有人说,“诗”和美一样,是不定义概念,这说法肯定有人不答应。翻开《现代汉语词典》,是这样说的:“文学体裁的一种,通过有节奏、韵律的语言集中的反映生活,抒发情感”。换个说法就是:诗,是一种通过有节奏、韵律的语言集中的反映生活的文学体裁。《辞海》是这样说的:“诗”即“诗歌”,“文学的一大类别。它高度集中的反映社会生活,饱和着作者丰富的思想和情感,富于想象,语言凝练而形象性强,具有节奏韵律,一般分行排列”。因为,“中国古代,不合乐的称为诗,合乐的称为歌,现在一般统称为诗歌”,也即诗歌就是“诗”这种体裁。
读了这两个说法,顿生疑窦。就说个耳熟能详的例子,《陋室铭》合不合《辞海》、《现代汉语词典》概念的要求?对照可知,完全符合,可《陋室铭》不是“诗”,这是古往今来的共识。再举一个耳熟能详的例子《滕王阁序》,对照可知,完全符合要求,可《滕王阁序》即便是按平仄格律写的,也不是“诗”,这也是古往今来的共识。再说古赋,特别是骈体“四六文”一类,对照可知,完全符合《辞海》、《现代汉语词典》定义要求,可“四六文”不是“诗”,这也是古往今来的共识。

**你的任务**.
请从上面这篇谈“诗”如何定义的原文节选的最后一句之后接着续写。

**所给材料**.
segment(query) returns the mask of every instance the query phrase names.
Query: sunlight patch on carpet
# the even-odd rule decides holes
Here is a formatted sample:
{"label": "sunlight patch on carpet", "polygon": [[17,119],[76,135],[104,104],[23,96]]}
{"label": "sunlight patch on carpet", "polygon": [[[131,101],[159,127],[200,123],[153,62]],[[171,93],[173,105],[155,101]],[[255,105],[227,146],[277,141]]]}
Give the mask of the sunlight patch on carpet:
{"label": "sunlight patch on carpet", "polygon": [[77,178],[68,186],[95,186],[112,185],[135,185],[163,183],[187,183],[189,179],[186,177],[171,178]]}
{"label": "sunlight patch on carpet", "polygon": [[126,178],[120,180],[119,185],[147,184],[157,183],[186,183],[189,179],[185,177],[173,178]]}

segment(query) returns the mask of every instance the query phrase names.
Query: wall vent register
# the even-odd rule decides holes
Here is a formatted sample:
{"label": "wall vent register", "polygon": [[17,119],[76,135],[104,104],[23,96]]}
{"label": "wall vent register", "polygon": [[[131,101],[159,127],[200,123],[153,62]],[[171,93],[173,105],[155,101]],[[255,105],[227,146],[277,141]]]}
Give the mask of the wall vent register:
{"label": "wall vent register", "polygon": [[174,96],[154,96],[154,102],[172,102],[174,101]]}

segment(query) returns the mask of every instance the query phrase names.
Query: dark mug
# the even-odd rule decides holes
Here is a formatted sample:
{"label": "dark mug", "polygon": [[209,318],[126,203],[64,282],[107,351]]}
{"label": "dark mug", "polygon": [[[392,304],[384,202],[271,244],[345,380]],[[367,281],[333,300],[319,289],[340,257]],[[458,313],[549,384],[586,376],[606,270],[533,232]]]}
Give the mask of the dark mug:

**本题作答**.
这些反例说明,《辞海》、《现代汉语词典》关于“诗”的说法,可以商榷。思想容量、情感色彩、想象多少、语言凝练、形象性强弱、节奏韵律如何,都可能是部分散文和诗共有之意。这实则混淆了文学与文学形式两概念的区别,不足以作“诗”与散文分野之圭臬。“诗”与散文,既然是文学的不同样式,唯有形式之区别,才可划分“诗”与散文。
当然,如果用《辞海》、《现代汉语词典》这两个说法,去套用什么“散文诗、自由诗、现代诗、外来诗”基本还管用,可用来套中国一些不是“诗”的文学作品也管用。这就奇怪了,“诗”的定义,怎么就可以定义散文?是否散文就是“诗”,“诗”就是散文?这不就混淆了概念以适应西方的文学观了吗?这两个说法(定义)不是“诗”的高度概括,有可能是迁就西方文学的一种说法,里面似乎隐隐有西方中心论的阴影。
当然,教科书也说到,“散文诗这种体裁,按它所表现的内容来说,它具有诗的素质,饱含着作者强烈的感情和想象,但它又是以散文的形式出现的,在体裁上同诗歌颇有区别,不如说更接近于散文。”可还说,“有些文学体裁在它的形成和发展过程中,往往吸收了其他文学体裁的某些因素,因而形成了这一体裁和那一体裁互相交叉的情况”。这样说来说去,散文诗经过交叉还是“诗”。
(二)
这我就不明白了,我们难道真就分不清什么是散文,什么是“诗”吗?譬如,戏剧和小说都在叙事,却是泾渭分明,打眼就看得出来那是小说那是戏剧,散文与“诗”也应该经过稍加分辨,也能分开来。
这就提出“诗是什么文学样式”的问题,如果能给出诗的确切的定义,“诗”与散文不清不楚的问题就自然而然迎刃而解了,怀疑“诗”与散文概念中西方中心论一说也就不存在了。有人觉得这无关紧要,多少年都这样的了,分清了有么意义?我不以为然,科学应该严肃,如果能说明证明“诗”是中华文化特有的自然生长出来的奇葩,而在有的地方是人为扎出来的纸花——当然,能扎出来也不容易,对于增强我们的文化自信,肯定是有帮助的。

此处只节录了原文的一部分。